Task requirements: In the records below, reproduce the lines starting with the line that contains "of the shrub" and going on through the end of the records, keeping the request line as is. Scale every x and y coordinate in the answers by 0.65 and round to the nearest whole number, rounding halves up.

Location identification entries
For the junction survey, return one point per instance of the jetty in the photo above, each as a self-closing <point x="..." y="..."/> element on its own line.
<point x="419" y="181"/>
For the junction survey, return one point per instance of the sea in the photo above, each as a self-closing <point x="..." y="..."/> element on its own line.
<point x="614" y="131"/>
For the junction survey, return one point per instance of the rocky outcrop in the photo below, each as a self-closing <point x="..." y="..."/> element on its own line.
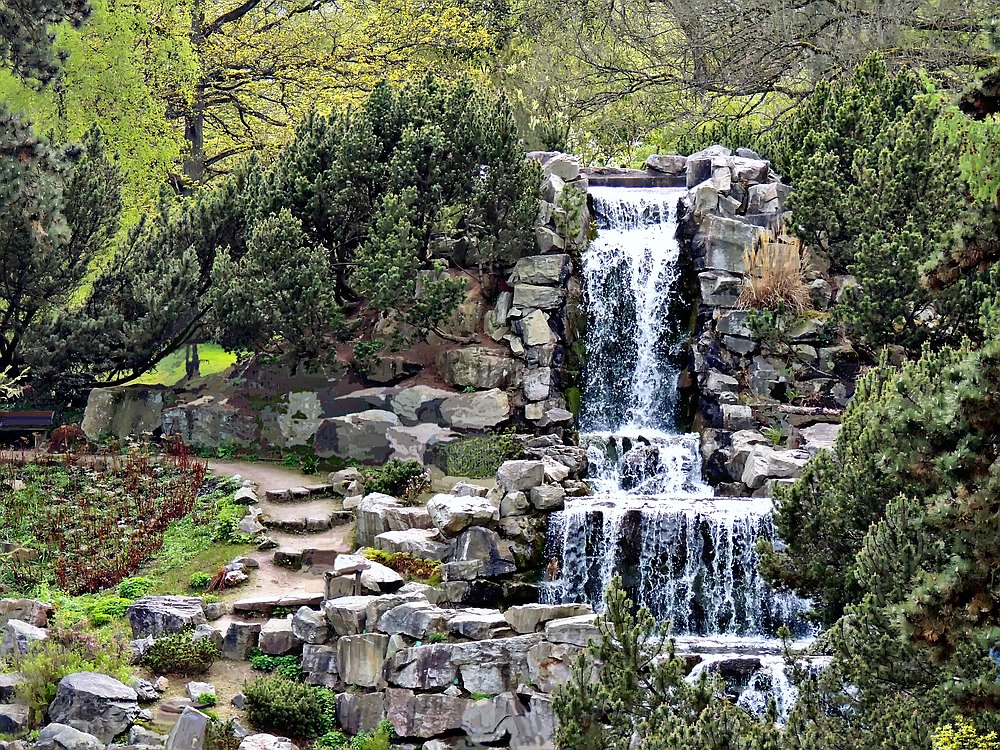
<point x="96" y="704"/>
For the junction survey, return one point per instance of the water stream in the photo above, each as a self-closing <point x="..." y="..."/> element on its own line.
<point x="686" y="555"/>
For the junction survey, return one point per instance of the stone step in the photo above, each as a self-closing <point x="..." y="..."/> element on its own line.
<point x="304" y="492"/>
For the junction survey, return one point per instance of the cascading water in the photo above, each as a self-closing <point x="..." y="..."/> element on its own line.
<point x="686" y="555"/>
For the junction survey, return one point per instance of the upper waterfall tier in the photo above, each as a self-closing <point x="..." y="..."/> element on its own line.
<point x="636" y="336"/>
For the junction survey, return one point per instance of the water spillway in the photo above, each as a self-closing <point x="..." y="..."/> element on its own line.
<point x="686" y="555"/>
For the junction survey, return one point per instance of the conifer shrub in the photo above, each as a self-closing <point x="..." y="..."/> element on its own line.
<point x="178" y="653"/>
<point x="274" y="704"/>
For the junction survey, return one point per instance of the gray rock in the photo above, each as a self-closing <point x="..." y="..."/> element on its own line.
<point x="240" y="638"/>
<point x="578" y="631"/>
<point x="19" y="636"/>
<point x="489" y="720"/>
<point x="309" y="626"/>
<point x="26" y="610"/>
<point x="476" y="411"/>
<point x="551" y="664"/>
<point x="548" y="497"/>
<point x="195" y="690"/>
<point x="422" y="543"/>
<point x="766" y="462"/>
<point x="319" y="665"/>
<point x="211" y="633"/>
<point x="535" y="330"/>
<point x="415" y="619"/>
<point x="360" y="658"/>
<point x="478" y="367"/>
<point x="278" y="639"/>
<point x="58" y="736"/>
<point x="520" y="476"/>
<point x="360" y="436"/>
<point x="544" y="270"/>
<point x="477" y="624"/>
<point x="95" y="703"/>
<point x="490" y="666"/>
<point x="360" y="712"/>
<point x="14" y="718"/>
<point x="537" y="384"/>
<point x="141" y="736"/>
<point x="666" y="163"/>
<point x="528" y="618"/>
<point x="485" y="545"/>
<point x="347" y="615"/>
<point x="564" y="166"/>
<point x="266" y="742"/>
<point x="423" y="716"/>
<point x="160" y="615"/>
<point x="451" y="514"/>
<point x="538" y="297"/>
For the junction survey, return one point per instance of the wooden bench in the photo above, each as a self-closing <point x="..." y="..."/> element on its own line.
<point x="25" y="421"/>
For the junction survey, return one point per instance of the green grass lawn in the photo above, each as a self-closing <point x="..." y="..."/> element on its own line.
<point x="212" y="358"/>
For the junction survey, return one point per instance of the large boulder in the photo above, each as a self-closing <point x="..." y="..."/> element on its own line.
<point x="26" y="610"/>
<point x="543" y="270"/>
<point x="96" y="704"/>
<point x="58" y="736"/>
<point x="415" y="619"/>
<point x="537" y="297"/>
<point x="476" y="411"/>
<point x="520" y="476"/>
<point x="766" y="462"/>
<point x="528" y="618"/>
<point x="19" y="636"/>
<point x="212" y="421"/>
<point x="122" y="412"/>
<point x="451" y="514"/>
<point x="424" y="716"/>
<point x="160" y="615"/>
<point x="419" y="403"/>
<point x="485" y="546"/>
<point x="489" y="666"/>
<point x="478" y="367"/>
<point x="361" y="437"/>
<point x="360" y="712"/>
<point x="419" y="543"/>
<point x="372" y="517"/>
<point x="310" y="626"/>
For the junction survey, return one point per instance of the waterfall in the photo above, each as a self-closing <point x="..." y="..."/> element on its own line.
<point x="689" y="557"/>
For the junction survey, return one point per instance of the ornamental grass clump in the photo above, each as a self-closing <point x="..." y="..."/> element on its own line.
<point x="775" y="275"/>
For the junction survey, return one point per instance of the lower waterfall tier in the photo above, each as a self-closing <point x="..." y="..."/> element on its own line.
<point x="692" y="561"/>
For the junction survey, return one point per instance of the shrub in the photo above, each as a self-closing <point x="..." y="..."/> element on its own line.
<point x="775" y="275"/>
<point x="177" y="653"/>
<point x="276" y="704"/>
<point x="962" y="735"/>
<point x="330" y="741"/>
<point x="284" y="666"/>
<point x="200" y="580"/>
<point x="379" y="739"/>
<point x="65" y="651"/>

Task response:
For the junction survey, return one point per instance of the shrub in the photo above, each as a self-closing <point x="..." y="..."/> element on its own line.
<point x="504" y="179"/>
<point x="115" y="424"/>
<point x="179" y="458"/>
<point x="625" y="478"/>
<point x="215" y="482"/>
<point x="185" y="433"/>
<point x="130" y="377"/>
<point x="246" y="480"/>
<point x="42" y="423"/>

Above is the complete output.